── DATA IN THIS EXERCISE

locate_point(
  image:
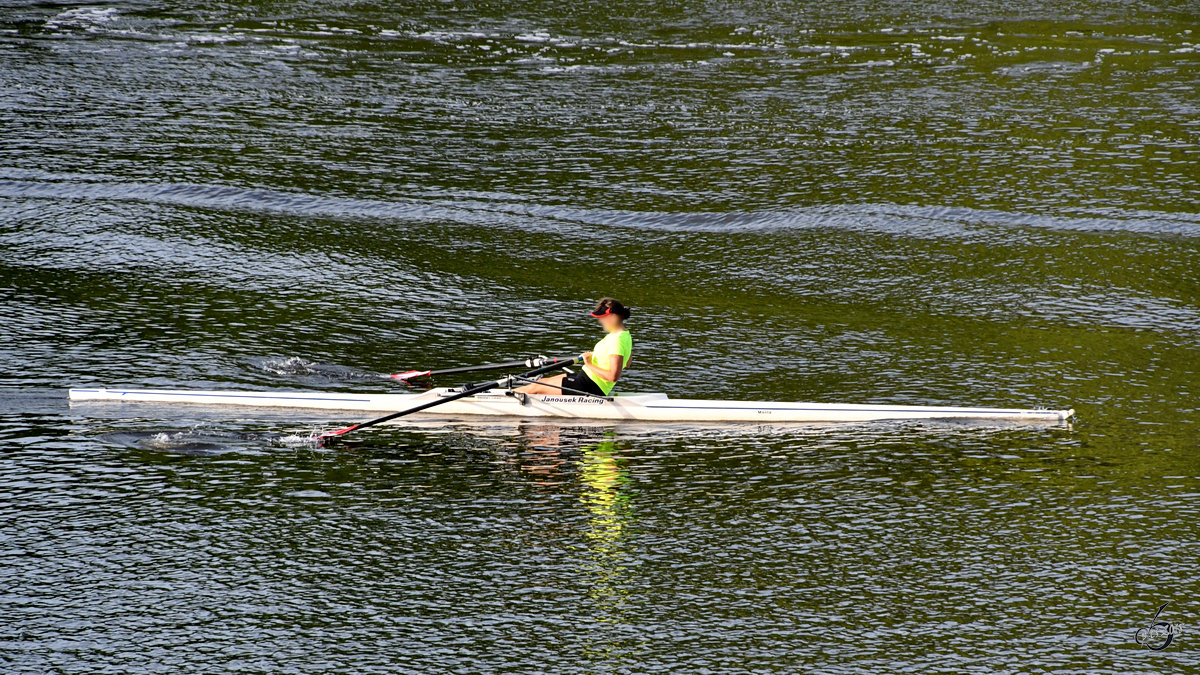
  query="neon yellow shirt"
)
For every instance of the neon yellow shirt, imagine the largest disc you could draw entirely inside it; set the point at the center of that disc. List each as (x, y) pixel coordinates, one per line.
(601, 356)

────
── DATA IN THIS EXERCISE

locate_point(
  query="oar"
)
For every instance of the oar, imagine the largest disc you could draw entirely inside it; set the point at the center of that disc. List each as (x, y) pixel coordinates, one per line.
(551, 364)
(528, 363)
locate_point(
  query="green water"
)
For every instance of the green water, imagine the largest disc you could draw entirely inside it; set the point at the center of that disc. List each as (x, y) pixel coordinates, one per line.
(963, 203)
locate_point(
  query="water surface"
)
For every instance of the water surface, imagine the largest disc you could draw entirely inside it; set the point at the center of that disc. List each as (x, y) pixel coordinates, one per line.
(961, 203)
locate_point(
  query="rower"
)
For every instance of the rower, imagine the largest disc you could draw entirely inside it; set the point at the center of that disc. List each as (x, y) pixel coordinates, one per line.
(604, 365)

────

* STATED EXERCISE
How many lines in the listing above contain the word "surface"? Reply with the number alone.

* ANSWER IN FULL
2